— Begin —

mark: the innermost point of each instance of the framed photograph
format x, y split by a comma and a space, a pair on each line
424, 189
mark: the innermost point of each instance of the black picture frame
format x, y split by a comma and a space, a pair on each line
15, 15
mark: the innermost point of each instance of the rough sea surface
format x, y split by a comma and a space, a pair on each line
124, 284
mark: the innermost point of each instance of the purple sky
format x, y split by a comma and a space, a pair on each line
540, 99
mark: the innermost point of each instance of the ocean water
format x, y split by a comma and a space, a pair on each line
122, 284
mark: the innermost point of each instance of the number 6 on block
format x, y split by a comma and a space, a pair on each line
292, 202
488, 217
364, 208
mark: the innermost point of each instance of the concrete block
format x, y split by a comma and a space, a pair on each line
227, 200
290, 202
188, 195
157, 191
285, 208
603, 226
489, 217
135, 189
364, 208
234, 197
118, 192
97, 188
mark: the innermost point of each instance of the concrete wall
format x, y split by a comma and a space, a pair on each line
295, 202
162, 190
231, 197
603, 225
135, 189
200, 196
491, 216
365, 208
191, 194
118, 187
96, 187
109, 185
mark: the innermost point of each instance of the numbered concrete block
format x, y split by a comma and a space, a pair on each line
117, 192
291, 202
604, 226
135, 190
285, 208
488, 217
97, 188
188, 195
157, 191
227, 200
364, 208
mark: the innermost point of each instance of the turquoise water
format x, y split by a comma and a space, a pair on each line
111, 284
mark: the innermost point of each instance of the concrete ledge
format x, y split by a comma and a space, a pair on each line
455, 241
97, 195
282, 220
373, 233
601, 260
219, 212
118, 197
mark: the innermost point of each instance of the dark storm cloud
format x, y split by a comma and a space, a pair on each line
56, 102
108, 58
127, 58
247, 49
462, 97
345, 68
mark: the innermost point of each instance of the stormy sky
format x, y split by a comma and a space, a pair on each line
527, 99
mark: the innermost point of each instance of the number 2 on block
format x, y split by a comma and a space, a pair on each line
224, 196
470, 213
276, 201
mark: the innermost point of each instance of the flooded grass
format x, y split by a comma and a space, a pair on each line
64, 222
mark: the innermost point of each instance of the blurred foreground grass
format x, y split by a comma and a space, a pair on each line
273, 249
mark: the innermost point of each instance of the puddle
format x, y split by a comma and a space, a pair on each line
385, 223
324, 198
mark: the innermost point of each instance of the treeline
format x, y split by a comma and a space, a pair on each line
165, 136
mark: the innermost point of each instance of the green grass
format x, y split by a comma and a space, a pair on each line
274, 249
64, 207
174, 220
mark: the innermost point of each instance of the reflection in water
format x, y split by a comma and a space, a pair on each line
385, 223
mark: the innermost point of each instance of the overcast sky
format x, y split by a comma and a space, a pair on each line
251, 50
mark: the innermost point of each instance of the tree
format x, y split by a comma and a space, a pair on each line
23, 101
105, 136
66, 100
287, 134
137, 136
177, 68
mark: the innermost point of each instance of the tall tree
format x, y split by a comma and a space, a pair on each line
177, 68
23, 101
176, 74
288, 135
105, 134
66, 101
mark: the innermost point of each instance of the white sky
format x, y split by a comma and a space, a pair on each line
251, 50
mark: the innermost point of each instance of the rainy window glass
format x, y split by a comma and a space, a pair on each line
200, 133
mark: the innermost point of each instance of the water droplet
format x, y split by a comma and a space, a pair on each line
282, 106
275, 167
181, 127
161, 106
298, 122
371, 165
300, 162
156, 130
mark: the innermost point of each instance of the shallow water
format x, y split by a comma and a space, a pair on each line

— End —

Aim of the exercise
Rescale the items beginning with the line containing "mark: the innermost point of each instance of the treeline" and continuing through the end of the items, reproducing every line, requests included. Multiply each coordinate in the answers by 1.5 and round it to a whole number, with halves rounded up.

Solution below
mark: the innermost point of each instance of the treeline
format x, y split by a comma and a space, a pair on each line
248, 204
mark: the innermost point of each instance of the green grass
format x, y split by a comma and a space, a pair on each line
411, 374
96, 311
261, 330
mark: the innermost point of each instance of the reflection in water
format x, y split by a comma and a space, a pair on each line
578, 335
mark: the innermost point of each instance of the overcast sky
format x, y split by a comma and a space, a pair on each line
377, 75
mark: the innermost point of each instance of the tree
format x, y split by a comma and a space, a pair on each line
35, 152
158, 204
99, 150
431, 201
206, 204
266, 102
mark: the innermost point of each instance of the tall tree
format x, y split by a comma and a space, a pair on each line
266, 102
35, 152
264, 111
432, 203
158, 201
99, 152
mark: the innermost point of each instance of the white sky
format x, y split by a comma and a space, a pair on each line
377, 75
mark: the innermost point of each instance of the rainy window glass
format x, y split by a comma and a space, a pair on each line
300, 200
mark: the innermost point of each instance of the water droplet
format x, y split by a comma and a space, a pair on each line
423, 159
413, 251
272, 191
242, 159
447, 183
557, 248
450, 243
234, 195
mark: the innermost point of each instance of the shallow water
format x, y split by a comma and a space, a pair on each line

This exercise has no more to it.